**Your objective**
Copy every record below exactly as it stands.

== Task material ==

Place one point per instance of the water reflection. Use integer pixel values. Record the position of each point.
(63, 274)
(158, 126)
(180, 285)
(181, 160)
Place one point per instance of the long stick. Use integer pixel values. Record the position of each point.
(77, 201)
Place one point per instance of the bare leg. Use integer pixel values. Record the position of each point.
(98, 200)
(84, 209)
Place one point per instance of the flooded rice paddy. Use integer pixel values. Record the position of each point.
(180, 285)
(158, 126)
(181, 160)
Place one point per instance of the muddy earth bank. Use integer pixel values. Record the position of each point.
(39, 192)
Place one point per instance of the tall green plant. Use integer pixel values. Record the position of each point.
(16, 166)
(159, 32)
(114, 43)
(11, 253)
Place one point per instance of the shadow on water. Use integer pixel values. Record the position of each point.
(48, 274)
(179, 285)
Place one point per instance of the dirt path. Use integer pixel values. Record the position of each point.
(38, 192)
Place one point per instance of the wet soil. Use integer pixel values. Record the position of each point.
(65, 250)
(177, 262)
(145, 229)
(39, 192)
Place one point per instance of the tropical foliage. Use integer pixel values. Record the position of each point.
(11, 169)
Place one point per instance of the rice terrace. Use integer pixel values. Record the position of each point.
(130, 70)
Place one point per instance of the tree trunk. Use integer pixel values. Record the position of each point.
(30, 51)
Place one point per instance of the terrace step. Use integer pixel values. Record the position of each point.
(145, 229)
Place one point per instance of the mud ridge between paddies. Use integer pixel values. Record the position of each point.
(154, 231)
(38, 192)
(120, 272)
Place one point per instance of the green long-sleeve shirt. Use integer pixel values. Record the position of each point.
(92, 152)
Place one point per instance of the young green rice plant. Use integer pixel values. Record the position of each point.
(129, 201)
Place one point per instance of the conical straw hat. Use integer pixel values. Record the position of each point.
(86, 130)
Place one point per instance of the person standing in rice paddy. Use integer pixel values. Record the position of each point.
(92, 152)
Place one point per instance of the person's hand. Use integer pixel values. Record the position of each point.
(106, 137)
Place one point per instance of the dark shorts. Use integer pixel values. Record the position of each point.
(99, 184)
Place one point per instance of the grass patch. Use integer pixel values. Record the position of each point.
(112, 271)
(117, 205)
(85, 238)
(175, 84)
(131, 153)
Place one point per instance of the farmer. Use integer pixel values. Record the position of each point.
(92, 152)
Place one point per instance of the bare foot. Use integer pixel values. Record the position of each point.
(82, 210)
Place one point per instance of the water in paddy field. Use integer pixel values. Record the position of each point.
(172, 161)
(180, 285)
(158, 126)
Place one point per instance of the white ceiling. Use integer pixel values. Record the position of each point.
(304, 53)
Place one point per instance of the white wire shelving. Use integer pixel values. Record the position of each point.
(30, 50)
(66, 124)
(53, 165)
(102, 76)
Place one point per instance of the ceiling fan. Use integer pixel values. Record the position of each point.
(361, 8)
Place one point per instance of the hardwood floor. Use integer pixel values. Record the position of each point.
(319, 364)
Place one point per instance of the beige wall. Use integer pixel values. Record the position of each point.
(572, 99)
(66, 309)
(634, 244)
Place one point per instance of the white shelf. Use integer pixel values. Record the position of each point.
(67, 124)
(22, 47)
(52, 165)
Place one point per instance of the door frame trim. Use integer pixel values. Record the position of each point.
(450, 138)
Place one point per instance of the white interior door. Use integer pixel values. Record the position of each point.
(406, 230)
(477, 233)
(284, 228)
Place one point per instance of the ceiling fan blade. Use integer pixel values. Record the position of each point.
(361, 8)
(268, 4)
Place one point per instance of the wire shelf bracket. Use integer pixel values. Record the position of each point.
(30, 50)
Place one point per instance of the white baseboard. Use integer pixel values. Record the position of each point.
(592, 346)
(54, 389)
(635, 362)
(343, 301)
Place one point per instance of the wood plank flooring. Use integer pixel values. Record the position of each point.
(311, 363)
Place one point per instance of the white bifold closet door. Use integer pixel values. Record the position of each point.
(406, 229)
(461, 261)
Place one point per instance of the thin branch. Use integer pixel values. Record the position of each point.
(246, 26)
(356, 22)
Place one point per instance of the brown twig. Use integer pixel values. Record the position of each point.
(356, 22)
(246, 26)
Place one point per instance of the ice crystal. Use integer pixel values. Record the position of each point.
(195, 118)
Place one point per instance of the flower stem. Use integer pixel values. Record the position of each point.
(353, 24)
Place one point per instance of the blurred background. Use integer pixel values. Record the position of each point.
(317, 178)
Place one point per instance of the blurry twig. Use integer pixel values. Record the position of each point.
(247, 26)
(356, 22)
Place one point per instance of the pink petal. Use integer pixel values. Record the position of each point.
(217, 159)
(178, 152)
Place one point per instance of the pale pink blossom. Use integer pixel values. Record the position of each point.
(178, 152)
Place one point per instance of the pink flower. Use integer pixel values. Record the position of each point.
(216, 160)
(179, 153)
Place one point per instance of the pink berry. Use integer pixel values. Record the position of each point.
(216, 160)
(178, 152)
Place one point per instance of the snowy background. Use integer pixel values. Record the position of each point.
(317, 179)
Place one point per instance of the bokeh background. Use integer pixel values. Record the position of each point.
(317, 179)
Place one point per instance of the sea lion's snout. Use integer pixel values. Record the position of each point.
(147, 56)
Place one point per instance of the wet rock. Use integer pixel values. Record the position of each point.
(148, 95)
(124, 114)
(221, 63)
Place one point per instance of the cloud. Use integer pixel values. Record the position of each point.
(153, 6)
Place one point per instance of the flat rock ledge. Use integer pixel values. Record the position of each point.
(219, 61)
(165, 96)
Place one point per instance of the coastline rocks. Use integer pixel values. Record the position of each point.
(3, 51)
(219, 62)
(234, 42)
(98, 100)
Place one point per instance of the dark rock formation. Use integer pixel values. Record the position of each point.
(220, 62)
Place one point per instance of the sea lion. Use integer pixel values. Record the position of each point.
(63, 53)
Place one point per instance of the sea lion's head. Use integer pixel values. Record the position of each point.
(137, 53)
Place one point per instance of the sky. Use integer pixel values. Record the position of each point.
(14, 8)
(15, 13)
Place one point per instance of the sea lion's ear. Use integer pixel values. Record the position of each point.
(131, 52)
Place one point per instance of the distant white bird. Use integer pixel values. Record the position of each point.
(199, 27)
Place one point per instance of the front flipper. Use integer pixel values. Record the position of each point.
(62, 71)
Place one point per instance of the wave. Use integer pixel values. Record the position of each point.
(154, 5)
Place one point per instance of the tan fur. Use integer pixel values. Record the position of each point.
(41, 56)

===

**Response area**
Place one point per instance of the water reflection. Use integer pixel values. Record the position of each point.
(63, 274)
(158, 126)
(180, 285)
(181, 160)
Place one point per instance of the long stick. Use integer pixel values. Record the position of each point.
(77, 201)
Place one point per instance of the bare leg. Use integer pixel values. Record the position of each point.
(98, 200)
(84, 209)
Place one point per instance of the flooded rice paddy. Use integer pixel values. Record the position of each point.
(180, 285)
(158, 126)
(181, 160)
Place one point per instance of the muddy earth bank. Use integer pixel values. Record the position of each point.
(39, 192)
Place one point per instance of the tall green plant. Use integer pixel values. Record the position of each point.
(16, 166)
(159, 32)
(114, 43)
(11, 253)
Place one point per instance of the shadow on water. Use integer pixel values. Record the position of each point.
(48, 274)
(179, 285)
Place one point per instance of the dirt path. Use integer pixel values. Record the position of each point.
(38, 192)
Place one point per instance of the wet soil. Use integer pixel values. Record the position of each point.
(65, 250)
(177, 262)
(145, 229)
(39, 192)
Place one point per instance of the tropical foliage. Use integer pixel values. Record the position of each point.
(11, 169)
Place one point per instance of the rice terrace. Use integer pixel values. Record the position of each point.
(130, 70)
Place one point per instance of the tree trunk. Use integer pixel values. Record the position of each point.
(30, 51)
Place one point per instance of the terrace step. Use integer pixel values. Record the position of each point.
(145, 229)
Place one point per instance of the mud ridge between paddies. Use integer pixel values. Record the position of each point.
(154, 231)
(38, 192)
(120, 272)
Place one point per instance of the green long-sleeve shirt. Use integer pixel values. Record the position of each point.
(92, 152)
Place one point per instance of the young green rice plant. Use integer pixel values. Record the position of each point.
(129, 201)
Place one point per instance of the conical straw hat. Use integer pixel values. Record the position of each point.
(86, 130)
Place one point per instance of the person standing in rice paddy. Use integer pixel values. Record the position of each point.
(92, 152)
Place one point per instance of the person's hand. Use integer pixel values. Record the position of each point.
(106, 137)
Place one point per instance of the dark shorts. Use integer pixel values. Record the position of each point.
(99, 184)
Place one point per instance of the grass patch. Use integer pixel values. Record the position of each point.
(112, 271)
(117, 205)
(85, 238)
(175, 84)
(131, 153)
Place one point per instance of the farmer. Use integer pixel values. Record the position of each point.
(92, 152)
Place one point per instance of the bare foot. Use integer pixel values. Record the position of each point.
(82, 210)
Place one point per instance of the water in paddy field. Use integer pixel values. Record the position of each point.
(172, 161)
(180, 285)
(158, 126)
Place one point per instance of the white ceiling. Use integer pixel values. Record the position of each point.
(304, 53)
Place one point per instance of the white wire shelving. Use integer pixel values. Record the position of each point.
(30, 50)
(66, 124)
(53, 165)
(102, 76)
Place one point per instance of the ceiling fan. Use integer pixel values. Record the position of each point.
(361, 8)
Place one point per instance of the hardwood floor. Use integer pixel values. Record the position of each point.
(319, 364)
Place one point per instance of the beige wall. Use integer pixel values. Record the position of each point.
(572, 99)
(66, 309)
(634, 244)
Place one point per instance of the white shelf. Use integer pixel values. Record the position of each point.
(67, 124)
(22, 47)
(52, 165)
Place one point per instance of the door frame trim. Use integer pixel values. Record the position of each point.
(450, 138)
Place one point per instance of the white interior door. Use integer pixel values. Record the position of each point.
(406, 230)
(477, 233)
(284, 228)
Place one point per instance of the ceiling fan blade. Use integer pixel values. Record the position of each point.
(361, 8)
(268, 4)
Place one point per instance of the wire shelf bracket. Use integer pixel values. Record the position of each point.
(30, 50)
Place one point per instance of the white baseboard. Use integer pixel values. Record the position of each point.
(592, 346)
(54, 389)
(635, 362)
(343, 301)
Place one point per instance of the wood plank flooring. Use integer pixel values. Record the position of each point.
(311, 363)
Place one point per instance of the white bifold closet door. Use integer pixel values. Record the position of each point.
(406, 229)
(461, 261)
Place one point per instance of the thin branch. Use integer pixel values. Record the position of each point.
(246, 26)
(356, 22)
Place one point per instance of the brown twig. Use integer pixel values. Record the position of each point.
(356, 22)
(246, 26)
Place one point per instance of the ice crystal. Use integer pixel values. Record the position of each point.
(195, 118)
Place one point per instance of the flower stem. Use integer pixel values. Record the position of each point.
(353, 24)
Place one point per instance of the blurred background. Use integer pixel values. Record the position of each point.
(317, 178)
Place one point per instance of the blurry twig. Use integer pixel values. Record the position of each point.
(247, 26)
(356, 22)
Place one point per instance of the pink petal. Use integer pixel values. Record the position of each point.
(217, 159)
(178, 152)
Place one point per instance of the pale pink blossom. Use integer pixel values. Record the position of each point.
(178, 152)
Place one point per instance of the pink flower. Use integer pixel values. Record the position of each point.
(216, 160)
(179, 153)
Place one point per instance of the pink berry. Use integer pixel values. Record the position of each point.
(216, 160)
(178, 152)
Place one point per instance of the snowy background. Use integer pixel values. Record the position of each point.
(317, 179)
Place one point per instance of the bokeh background. Use integer pixel values. Record the position of each point.
(317, 179)
Place one point per instance of the sea lion's snout. Use integer pixel values. Record the position of each point.
(147, 56)
Place one point per instance of the wet rock. Use integer pixel values. Record the position of each point.
(148, 95)
(124, 114)
(221, 63)
Place one point per instance of the cloud. Use integer pixel values. Record the position of each point.
(153, 6)
Place one point per instance of the flat rock ledge. Use integer pixel values. Record the position of each point.
(219, 61)
(165, 96)
Place one point per instance of the coastline rocks. Use integer pixel values. Record the position of each point.
(3, 51)
(219, 62)
(234, 42)
(98, 100)
Place one point per instance of the dark rock formation. Use integer pixel values. Record the position of each point.
(220, 62)
Place one point per instance of the sea lion. Use integer pixel values. Record the position of each point.
(63, 53)
Place one point per instance of the sea lion's head. Use integer pixel values. Record the position of each point.
(137, 53)
Place one point per instance of the sky. Use integer pixel values. Record the position of each point.
(14, 8)
(15, 13)
Place one point per instance of the sea lion's ear. Use integer pixel values. Record the position of each point.
(131, 52)
Place one point per instance of the distant white bird. Use integer pixel values. Record the position of each point.
(199, 27)
Place one point per instance of the front flipper. Use integer pixel values. Record the position of each point.
(62, 71)
Place one point per instance of the wave. Use integer pixel values. Record the position of each point.
(154, 5)
Place one point per instance of the tan fur. Use integer pixel values. Record the position of each point.
(41, 56)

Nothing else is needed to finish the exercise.